WORK TO COMPLETE: Condense the paragraph in the thread that begins "Time to finally update from 10.0" into one shorter sentence that keeps its main facts.

SOURCE TEXT:
# releng/10.1 is finally marked as RELEASE



## pkubaj (Nov 11, 2014)

Time to finally update from 10.0  Note that builds usually are ready after a few days, so for now you can only update via source.
http://svnweb.freebsd.org/base?view=revision&revision=274371


----------



## kpa (Nov 12, 2014)

There are some last minute commits that you should have to be up to date with the final release. The version is r274401 now:

https://svnweb.freebsd.org/base?view=revision&sortby=rev&sortdir=down&revision=274401


----------



## pkubaj (Nov 12, 2014)

I know, I'm subscribed to svn-src-releng@freebsd.org


----------



## Martillo1 (Nov 14, 2014)

Can we upgrade via freebsd-update? I mean as of today?


----------



## pkubaj (Nov 14, 2014)

I'm not sure but I guess you can, if the necessary files are on update.freebsd.org.


----------



## Juanitou (Nov 14, 2014)

I did it yesterday…


----------



## Beastie (Nov 14, 2014)

Martillo1 said:


> Can we upgrade via `freebsd-update`? I mean as of today?


Yes.


----------



## Martillo1 (Nov 14, 2014)

Ok. Rock and Roll!


----------



## ColdfireMC (Nov 15, 2014)

I updated with freebsd-update, everything went fine.


----------

RAW DATA:

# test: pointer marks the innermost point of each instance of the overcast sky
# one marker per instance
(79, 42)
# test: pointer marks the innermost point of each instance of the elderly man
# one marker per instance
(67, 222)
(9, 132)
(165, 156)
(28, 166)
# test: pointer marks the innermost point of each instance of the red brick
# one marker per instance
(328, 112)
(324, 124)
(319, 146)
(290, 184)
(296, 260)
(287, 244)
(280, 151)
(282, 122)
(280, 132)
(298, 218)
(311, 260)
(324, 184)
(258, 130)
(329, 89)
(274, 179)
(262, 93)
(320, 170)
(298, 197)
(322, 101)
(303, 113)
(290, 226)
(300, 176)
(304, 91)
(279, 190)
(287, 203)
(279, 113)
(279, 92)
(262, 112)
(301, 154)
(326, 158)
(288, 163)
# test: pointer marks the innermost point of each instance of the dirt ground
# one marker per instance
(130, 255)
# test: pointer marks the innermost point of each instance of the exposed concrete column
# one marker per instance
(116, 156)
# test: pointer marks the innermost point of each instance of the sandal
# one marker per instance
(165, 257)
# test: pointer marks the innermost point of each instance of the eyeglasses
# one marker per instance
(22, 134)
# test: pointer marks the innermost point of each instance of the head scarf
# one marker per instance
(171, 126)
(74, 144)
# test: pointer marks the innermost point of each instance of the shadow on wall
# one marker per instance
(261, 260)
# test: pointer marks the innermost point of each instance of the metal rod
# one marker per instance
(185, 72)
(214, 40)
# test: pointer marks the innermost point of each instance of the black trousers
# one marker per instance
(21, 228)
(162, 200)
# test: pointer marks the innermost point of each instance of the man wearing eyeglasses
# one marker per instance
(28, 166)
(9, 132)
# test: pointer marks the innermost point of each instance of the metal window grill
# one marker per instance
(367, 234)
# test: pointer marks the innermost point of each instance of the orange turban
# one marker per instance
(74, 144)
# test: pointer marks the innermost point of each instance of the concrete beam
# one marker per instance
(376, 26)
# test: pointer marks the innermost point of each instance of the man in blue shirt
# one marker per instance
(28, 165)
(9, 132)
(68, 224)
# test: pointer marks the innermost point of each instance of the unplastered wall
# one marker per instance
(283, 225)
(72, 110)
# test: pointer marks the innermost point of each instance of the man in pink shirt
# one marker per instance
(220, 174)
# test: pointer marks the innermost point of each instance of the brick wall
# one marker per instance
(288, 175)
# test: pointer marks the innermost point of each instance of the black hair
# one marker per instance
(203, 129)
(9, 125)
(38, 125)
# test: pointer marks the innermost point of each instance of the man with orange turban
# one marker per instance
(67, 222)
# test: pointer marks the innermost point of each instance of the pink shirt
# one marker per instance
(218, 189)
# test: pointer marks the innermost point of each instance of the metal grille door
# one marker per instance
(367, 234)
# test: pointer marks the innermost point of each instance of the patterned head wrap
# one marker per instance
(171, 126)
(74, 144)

TASK RESULT: It's time to update from 10.0, but since builds usually take a few days to be ready, updating is possible only from source for now.